REQUEST: Express the lines of the records from the start through the line containing "x=844 y=181" as a JSON list of strings, one string per line with blank lines omitted. Include only those lines.

[Pointing dataset records]
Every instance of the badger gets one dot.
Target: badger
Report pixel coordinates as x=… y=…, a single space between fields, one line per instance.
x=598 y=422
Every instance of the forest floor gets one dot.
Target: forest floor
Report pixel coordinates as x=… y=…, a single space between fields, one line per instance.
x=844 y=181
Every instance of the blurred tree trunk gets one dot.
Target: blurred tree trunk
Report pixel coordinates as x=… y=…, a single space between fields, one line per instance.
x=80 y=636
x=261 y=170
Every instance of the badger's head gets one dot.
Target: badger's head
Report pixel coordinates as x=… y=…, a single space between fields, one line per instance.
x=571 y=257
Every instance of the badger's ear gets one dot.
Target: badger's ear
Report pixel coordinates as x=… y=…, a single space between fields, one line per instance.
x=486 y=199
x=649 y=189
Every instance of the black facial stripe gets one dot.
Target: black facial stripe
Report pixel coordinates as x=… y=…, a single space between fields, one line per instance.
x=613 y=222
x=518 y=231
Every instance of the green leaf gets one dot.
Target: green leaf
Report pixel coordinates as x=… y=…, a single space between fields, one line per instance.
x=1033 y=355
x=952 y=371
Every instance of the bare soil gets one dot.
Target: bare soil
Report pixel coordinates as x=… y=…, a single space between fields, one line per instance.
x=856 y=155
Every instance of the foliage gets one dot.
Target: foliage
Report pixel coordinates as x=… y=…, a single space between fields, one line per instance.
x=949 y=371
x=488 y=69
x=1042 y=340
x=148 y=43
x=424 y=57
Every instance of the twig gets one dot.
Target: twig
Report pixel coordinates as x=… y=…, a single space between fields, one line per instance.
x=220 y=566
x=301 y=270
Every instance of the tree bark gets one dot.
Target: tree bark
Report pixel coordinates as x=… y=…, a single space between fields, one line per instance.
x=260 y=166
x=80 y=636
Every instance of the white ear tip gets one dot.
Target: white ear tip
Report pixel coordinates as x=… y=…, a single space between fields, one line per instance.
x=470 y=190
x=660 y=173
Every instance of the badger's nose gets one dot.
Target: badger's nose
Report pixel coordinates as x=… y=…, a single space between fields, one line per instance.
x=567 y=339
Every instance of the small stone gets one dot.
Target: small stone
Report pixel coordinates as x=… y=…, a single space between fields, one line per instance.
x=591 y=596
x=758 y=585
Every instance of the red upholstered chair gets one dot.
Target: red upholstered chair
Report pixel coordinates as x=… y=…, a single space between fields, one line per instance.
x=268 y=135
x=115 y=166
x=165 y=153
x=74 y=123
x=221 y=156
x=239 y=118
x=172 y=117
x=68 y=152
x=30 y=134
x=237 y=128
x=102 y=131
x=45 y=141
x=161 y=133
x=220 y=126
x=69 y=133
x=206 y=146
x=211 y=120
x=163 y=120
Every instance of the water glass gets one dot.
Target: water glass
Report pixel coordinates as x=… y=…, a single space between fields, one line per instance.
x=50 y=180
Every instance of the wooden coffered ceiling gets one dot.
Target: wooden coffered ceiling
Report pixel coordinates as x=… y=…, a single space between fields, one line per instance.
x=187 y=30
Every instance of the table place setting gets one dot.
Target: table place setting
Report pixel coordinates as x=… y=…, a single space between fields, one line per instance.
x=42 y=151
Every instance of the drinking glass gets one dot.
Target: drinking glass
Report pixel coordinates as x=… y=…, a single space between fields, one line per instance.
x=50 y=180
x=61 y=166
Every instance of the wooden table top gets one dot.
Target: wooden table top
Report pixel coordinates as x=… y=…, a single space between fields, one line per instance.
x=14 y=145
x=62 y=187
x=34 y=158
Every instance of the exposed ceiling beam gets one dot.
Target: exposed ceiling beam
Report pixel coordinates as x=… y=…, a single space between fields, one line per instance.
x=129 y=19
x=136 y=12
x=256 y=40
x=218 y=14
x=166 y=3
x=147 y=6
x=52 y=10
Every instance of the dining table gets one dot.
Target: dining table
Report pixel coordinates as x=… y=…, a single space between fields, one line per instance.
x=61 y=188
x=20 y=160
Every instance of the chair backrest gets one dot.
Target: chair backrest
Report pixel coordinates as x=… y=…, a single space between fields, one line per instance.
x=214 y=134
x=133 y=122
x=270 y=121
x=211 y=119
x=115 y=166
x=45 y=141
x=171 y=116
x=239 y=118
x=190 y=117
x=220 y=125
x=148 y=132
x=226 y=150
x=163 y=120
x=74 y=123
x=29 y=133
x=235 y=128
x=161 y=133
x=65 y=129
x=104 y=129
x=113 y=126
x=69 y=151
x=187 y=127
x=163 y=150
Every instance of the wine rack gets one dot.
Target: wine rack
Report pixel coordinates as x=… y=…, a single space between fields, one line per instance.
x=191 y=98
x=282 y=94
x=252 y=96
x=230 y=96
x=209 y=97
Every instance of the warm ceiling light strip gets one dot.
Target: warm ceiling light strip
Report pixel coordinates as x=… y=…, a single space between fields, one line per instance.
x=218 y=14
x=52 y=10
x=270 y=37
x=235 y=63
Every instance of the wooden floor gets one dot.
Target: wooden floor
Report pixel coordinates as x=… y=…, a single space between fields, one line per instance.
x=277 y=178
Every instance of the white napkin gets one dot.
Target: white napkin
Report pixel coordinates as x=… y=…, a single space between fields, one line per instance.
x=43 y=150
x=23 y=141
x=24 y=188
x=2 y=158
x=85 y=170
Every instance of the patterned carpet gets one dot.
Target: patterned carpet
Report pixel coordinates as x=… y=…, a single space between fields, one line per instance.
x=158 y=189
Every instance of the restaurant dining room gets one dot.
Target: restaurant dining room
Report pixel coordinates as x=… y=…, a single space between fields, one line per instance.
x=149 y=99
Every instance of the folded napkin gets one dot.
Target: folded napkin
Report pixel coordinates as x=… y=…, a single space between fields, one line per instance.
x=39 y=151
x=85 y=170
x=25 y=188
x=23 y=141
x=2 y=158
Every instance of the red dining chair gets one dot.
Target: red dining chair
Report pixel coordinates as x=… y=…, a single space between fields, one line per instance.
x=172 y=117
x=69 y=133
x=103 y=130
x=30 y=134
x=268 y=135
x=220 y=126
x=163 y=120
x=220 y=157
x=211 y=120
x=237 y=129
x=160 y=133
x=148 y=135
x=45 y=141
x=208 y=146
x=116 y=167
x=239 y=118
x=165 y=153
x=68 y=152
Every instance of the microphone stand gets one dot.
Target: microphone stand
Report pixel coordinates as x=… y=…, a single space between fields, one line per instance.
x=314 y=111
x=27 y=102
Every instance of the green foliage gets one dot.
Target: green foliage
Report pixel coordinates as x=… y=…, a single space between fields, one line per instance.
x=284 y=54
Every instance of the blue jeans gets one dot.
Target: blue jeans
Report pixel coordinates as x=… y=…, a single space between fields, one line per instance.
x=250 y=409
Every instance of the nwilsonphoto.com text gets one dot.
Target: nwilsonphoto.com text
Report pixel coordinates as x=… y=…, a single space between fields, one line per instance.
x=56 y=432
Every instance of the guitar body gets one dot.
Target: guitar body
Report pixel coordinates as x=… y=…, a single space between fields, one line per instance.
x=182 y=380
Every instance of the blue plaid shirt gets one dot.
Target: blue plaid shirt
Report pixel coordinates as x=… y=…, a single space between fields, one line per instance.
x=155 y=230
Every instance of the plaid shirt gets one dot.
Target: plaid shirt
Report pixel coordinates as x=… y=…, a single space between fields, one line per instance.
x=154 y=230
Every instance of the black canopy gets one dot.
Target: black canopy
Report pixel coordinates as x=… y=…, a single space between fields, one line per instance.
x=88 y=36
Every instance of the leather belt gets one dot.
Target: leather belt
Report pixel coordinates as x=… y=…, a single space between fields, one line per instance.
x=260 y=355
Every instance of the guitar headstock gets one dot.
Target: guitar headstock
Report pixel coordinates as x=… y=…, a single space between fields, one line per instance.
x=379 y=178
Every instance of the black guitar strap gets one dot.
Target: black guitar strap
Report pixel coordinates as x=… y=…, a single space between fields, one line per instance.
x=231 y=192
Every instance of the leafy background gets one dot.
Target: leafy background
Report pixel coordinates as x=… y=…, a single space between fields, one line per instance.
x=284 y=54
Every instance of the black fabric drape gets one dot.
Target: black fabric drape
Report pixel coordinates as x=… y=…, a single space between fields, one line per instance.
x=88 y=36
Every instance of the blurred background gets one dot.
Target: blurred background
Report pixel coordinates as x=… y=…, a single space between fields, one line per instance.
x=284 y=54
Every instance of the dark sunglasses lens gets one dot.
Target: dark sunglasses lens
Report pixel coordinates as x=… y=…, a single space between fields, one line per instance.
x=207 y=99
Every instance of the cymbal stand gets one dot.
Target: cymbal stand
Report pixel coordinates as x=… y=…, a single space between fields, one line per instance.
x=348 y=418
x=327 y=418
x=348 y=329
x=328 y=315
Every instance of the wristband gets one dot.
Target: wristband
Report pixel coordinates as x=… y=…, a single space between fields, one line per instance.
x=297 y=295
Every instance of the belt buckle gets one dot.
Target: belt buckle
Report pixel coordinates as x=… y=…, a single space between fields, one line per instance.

SOLUTION BELOW:
[
  "Every instance of the badger gets one dot.",
  "Target: badger",
  "Report pixel coordinates as x=… y=…, a single space between fields, one line per instance.",
  "x=598 y=422",
  "Every instance of the forest floor gets one dot.",
  "Target: forest floor",
  "Report pixel coordinates as x=… y=…, a single space between fields, one line per instance.",
  "x=844 y=181"
]